Task statement
Extract each line in the data that contains the word "teeth". Case counts when matching.
begin Data for this task
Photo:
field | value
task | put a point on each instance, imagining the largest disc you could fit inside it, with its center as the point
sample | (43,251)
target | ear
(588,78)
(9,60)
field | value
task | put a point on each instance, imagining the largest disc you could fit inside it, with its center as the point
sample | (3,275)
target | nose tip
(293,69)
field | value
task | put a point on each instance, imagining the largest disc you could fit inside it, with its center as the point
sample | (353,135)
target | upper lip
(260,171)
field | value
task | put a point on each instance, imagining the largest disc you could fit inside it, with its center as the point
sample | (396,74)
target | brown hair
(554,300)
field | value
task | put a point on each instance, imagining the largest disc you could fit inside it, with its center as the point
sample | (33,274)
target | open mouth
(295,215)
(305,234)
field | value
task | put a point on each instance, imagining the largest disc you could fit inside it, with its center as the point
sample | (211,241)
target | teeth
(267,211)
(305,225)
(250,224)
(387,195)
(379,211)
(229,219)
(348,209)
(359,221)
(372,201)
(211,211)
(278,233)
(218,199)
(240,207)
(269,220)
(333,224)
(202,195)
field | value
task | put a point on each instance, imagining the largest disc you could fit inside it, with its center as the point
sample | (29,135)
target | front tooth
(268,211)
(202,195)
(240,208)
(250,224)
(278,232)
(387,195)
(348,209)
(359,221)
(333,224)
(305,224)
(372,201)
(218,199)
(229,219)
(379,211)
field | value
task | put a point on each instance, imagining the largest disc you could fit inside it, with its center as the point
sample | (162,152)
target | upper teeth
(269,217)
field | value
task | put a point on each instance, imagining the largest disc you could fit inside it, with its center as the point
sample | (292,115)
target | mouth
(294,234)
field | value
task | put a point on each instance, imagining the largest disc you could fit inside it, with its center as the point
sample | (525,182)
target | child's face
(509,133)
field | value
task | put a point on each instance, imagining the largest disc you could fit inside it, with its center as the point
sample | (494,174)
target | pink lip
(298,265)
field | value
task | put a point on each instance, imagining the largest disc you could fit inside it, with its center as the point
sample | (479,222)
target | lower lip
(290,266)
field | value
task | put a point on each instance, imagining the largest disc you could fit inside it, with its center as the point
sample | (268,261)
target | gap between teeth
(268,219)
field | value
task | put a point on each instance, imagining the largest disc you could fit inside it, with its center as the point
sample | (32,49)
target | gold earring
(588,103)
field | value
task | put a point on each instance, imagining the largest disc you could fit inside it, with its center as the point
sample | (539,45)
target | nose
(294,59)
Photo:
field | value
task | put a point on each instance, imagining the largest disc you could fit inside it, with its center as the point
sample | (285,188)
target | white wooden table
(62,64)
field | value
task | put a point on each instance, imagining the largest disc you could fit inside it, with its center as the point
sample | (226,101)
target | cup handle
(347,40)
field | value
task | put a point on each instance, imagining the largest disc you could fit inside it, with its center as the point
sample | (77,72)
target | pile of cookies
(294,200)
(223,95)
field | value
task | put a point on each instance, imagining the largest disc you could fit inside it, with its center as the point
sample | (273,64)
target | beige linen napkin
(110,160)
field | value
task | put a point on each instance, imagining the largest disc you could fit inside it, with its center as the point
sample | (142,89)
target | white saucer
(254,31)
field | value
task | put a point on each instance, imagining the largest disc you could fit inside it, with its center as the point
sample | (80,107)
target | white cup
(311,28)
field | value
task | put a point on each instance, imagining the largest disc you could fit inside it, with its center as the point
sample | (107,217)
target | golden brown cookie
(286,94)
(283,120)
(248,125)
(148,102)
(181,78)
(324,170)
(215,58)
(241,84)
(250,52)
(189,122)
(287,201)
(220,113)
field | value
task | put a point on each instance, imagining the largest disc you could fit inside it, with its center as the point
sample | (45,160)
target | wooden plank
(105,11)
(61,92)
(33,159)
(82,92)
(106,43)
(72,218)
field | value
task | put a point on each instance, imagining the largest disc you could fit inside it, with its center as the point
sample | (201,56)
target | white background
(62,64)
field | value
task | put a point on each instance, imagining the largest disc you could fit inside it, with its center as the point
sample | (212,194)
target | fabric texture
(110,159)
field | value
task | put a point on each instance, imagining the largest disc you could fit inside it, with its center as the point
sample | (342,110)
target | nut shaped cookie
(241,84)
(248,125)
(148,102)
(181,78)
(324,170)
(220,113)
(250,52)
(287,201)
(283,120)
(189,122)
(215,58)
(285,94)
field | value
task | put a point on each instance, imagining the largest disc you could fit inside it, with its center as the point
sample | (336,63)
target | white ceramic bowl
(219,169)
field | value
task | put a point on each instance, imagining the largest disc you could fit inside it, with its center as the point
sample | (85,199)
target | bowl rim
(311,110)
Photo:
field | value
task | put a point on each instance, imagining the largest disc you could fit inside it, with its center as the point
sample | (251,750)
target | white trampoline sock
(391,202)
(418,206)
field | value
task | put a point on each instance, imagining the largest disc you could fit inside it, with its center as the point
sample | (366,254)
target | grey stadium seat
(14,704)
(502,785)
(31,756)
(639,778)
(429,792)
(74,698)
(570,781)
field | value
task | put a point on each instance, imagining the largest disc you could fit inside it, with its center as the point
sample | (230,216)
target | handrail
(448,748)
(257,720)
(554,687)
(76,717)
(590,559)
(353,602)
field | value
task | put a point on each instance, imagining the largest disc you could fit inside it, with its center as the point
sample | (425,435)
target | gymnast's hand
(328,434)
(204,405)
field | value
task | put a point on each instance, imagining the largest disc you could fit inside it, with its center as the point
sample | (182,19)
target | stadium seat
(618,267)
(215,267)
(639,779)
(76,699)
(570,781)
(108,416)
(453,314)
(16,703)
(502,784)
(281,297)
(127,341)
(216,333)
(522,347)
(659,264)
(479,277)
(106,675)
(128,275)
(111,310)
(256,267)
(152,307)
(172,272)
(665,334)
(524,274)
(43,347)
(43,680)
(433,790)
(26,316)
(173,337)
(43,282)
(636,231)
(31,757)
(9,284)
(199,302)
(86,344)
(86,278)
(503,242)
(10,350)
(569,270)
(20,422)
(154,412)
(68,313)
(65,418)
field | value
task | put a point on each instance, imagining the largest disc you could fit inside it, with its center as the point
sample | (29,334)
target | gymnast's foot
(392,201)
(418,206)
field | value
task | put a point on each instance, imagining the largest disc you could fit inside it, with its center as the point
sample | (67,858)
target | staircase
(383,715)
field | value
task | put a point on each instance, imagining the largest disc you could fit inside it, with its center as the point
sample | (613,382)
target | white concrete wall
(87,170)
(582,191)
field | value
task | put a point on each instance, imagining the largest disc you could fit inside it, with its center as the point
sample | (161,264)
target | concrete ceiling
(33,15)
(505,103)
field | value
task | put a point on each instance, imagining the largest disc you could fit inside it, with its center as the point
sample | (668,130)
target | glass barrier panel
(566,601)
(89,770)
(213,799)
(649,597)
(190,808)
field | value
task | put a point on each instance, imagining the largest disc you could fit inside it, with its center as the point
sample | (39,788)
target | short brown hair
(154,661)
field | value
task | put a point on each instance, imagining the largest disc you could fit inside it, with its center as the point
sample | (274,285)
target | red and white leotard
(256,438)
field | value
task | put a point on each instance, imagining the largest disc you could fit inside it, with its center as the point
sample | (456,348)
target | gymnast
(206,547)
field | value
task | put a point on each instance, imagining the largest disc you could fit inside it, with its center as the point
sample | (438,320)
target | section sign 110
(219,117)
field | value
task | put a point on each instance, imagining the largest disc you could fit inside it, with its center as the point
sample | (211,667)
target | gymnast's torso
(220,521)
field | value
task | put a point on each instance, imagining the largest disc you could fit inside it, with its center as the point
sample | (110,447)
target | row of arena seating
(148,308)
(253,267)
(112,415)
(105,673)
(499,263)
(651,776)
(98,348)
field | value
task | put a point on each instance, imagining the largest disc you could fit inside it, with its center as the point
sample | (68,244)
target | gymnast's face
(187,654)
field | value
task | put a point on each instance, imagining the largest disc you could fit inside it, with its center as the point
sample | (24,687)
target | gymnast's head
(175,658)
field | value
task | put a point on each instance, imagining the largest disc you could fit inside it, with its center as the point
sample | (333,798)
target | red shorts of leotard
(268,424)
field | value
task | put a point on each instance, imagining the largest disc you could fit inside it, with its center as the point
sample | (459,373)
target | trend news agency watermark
end Data for this task
Result of this task
target | teeth
target | upper teeth
target | gap between teeth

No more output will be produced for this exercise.